> _Work item_:
All of the lines below should be copied word for word.

> _Exercise input_:
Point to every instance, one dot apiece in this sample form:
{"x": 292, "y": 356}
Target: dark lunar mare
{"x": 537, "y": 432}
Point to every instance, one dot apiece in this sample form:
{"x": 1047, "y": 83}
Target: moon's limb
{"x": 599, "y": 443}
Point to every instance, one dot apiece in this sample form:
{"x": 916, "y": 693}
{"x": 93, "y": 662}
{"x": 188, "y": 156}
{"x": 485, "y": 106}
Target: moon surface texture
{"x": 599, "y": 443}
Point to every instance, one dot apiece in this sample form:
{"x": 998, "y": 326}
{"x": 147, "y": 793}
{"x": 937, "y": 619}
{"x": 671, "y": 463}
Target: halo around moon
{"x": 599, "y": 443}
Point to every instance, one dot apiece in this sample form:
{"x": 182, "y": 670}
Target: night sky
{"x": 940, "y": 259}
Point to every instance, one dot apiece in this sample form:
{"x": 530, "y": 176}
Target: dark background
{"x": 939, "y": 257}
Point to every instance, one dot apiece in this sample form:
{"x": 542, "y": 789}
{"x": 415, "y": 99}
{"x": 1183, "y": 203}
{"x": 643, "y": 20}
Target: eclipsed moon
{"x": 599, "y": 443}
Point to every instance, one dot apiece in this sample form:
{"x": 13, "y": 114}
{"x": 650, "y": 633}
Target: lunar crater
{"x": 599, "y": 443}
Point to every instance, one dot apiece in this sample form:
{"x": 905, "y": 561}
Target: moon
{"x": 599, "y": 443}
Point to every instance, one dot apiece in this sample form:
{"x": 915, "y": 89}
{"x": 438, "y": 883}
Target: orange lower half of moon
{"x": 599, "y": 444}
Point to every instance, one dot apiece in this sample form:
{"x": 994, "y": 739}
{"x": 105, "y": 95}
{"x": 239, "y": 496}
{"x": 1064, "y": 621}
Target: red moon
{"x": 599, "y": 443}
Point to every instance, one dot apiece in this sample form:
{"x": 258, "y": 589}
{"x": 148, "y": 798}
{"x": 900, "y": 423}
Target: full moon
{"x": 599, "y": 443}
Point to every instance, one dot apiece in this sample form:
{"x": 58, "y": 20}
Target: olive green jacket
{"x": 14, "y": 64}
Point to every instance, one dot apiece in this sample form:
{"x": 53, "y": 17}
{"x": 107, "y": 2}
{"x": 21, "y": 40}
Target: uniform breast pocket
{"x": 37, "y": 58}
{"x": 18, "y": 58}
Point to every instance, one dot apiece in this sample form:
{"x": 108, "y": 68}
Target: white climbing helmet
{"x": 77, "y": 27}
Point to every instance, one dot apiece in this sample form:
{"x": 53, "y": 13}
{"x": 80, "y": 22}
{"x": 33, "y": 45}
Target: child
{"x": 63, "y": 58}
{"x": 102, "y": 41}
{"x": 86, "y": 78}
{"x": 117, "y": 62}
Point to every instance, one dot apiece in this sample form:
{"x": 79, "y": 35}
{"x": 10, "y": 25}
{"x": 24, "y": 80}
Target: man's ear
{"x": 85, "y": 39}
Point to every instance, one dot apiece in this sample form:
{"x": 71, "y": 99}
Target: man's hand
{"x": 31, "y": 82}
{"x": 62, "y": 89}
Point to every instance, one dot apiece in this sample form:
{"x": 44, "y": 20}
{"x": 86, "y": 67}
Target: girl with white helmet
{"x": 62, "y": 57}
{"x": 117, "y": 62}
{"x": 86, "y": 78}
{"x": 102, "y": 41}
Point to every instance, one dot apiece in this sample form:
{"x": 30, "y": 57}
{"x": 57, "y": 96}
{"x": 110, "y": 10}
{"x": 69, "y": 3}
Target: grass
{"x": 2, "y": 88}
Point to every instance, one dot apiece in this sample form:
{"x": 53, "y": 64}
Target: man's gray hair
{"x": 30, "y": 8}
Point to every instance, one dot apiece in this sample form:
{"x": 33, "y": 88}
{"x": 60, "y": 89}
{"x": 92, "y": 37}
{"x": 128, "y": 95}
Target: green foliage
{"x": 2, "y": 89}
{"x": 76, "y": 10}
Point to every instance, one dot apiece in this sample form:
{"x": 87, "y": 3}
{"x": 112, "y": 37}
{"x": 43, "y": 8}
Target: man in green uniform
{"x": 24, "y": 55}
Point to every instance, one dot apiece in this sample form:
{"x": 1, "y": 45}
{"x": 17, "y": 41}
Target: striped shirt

> _Finished task_:
Point to every instance, one dot apiece in this sample form:
{"x": 292, "y": 356}
Target: dark lunar mare
{"x": 537, "y": 432}
Point to every instance, one dot apiece in this sample form:
{"x": 1047, "y": 83}
Target: moon's limb
{"x": 599, "y": 443}
Point to every instance, one dot apiece in this sample form:
{"x": 916, "y": 693}
{"x": 93, "y": 662}
{"x": 188, "y": 156}
{"x": 485, "y": 106}
Target: moon surface texture
{"x": 599, "y": 443}
Point to every instance, one dot apiece in this sample form:
{"x": 998, "y": 326}
{"x": 147, "y": 793}
{"x": 937, "y": 619}
{"x": 671, "y": 463}
Target: halo around moon
{"x": 599, "y": 443}
Point to every instance, one dot apiece in this sample form:
{"x": 182, "y": 670}
Target: night sky
{"x": 940, "y": 259}
Point to every instance, one dot apiece in this sample form:
{"x": 530, "y": 176}
Target: dark background
{"x": 939, "y": 257}
Point to every instance, one dot apiece in this sample form:
{"x": 542, "y": 789}
{"x": 415, "y": 99}
{"x": 1183, "y": 203}
{"x": 643, "y": 20}
Target: eclipsed moon
{"x": 599, "y": 443}
Point to every instance, one dot apiece in this sample form:
{"x": 13, "y": 114}
{"x": 650, "y": 633}
Target: lunar crater
{"x": 599, "y": 443}
Point to every instance, one dot apiece in this sample form:
{"x": 905, "y": 561}
Target: moon
{"x": 599, "y": 443}
Point to every instance, one dot apiece in this sample form:
{"x": 915, "y": 89}
{"x": 438, "y": 883}
Target: orange lower half of moon
{"x": 599, "y": 444}
Point to every instance, one dot apiece in this sample form:
{"x": 994, "y": 739}
{"x": 105, "y": 95}
{"x": 239, "y": 496}
{"x": 1064, "y": 621}
Target: red moon
{"x": 599, "y": 443}
Point to every instance, one dot apiece in this sample form:
{"x": 258, "y": 589}
{"x": 148, "y": 798}
{"x": 900, "y": 423}
Target: full moon
{"x": 599, "y": 443}
Point to every instance, one dot apiece in this sample form:
{"x": 58, "y": 20}
Target: olive green jacket
{"x": 14, "y": 64}
Point to every instance, one dot apiece in this sample form:
{"x": 53, "y": 17}
{"x": 107, "y": 2}
{"x": 21, "y": 40}
Target: uniform breast pocket
{"x": 37, "y": 58}
{"x": 18, "y": 58}
Point to every instance, one dot apiece in this sample form:
{"x": 108, "y": 68}
Target: white climbing helmet
{"x": 77, "y": 27}
Point to every instance, one dot apiece in this sample form:
{"x": 53, "y": 13}
{"x": 80, "y": 22}
{"x": 33, "y": 45}
Target: child
{"x": 63, "y": 58}
{"x": 102, "y": 41}
{"x": 86, "y": 78}
{"x": 117, "y": 62}
Point to every instance, one dot apiece in this sample form:
{"x": 79, "y": 35}
{"x": 10, "y": 25}
{"x": 24, "y": 80}
Target: man's ear
{"x": 85, "y": 39}
Point to every instance, one dot apiece in this sample form:
{"x": 71, "y": 99}
Target: man's hand
{"x": 31, "y": 82}
{"x": 62, "y": 89}
Point to every instance, one dot apiece in this sample form:
{"x": 44, "y": 20}
{"x": 86, "y": 67}
Target: girl with white helmet
{"x": 62, "y": 57}
{"x": 117, "y": 62}
{"x": 86, "y": 78}
{"x": 102, "y": 41}
Point to every instance, one dot apiece in this sample form:
{"x": 30, "y": 57}
{"x": 57, "y": 96}
{"x": 110, "y": 10}
{"x": 69, "y": 3}
Target: grass
{"x": 2, "y": 88}
Point to every instance, one dot apiece in this sample form:
{"x": 53, "y": 64}
Target: man's gray hair
{"x": 30, "y": 8}
Point to every instance, one dot apiece in this sample form:
{"x": 33, "y": 88}
{"x": 60, "y": 89}
{"x": 92, "y": 37}
{"x": 128, "y": 95}
Target: green foliage
{"x": 2, "y": 89}
{"x": 76, "y": 10}
Point to every instance, one dot apiece in this sample form:
{"x": 87, "y": 3}
{"x": 112, "y": 37}
{"x": 43, "y": 8}
Target: man in green uniform
{"x": 24, "y": 55}
Point to every instance, one dot apiece in this sample form:
{"x": 1, "y": 45}
{"x": 17, "y": 41}
Target: striped shirt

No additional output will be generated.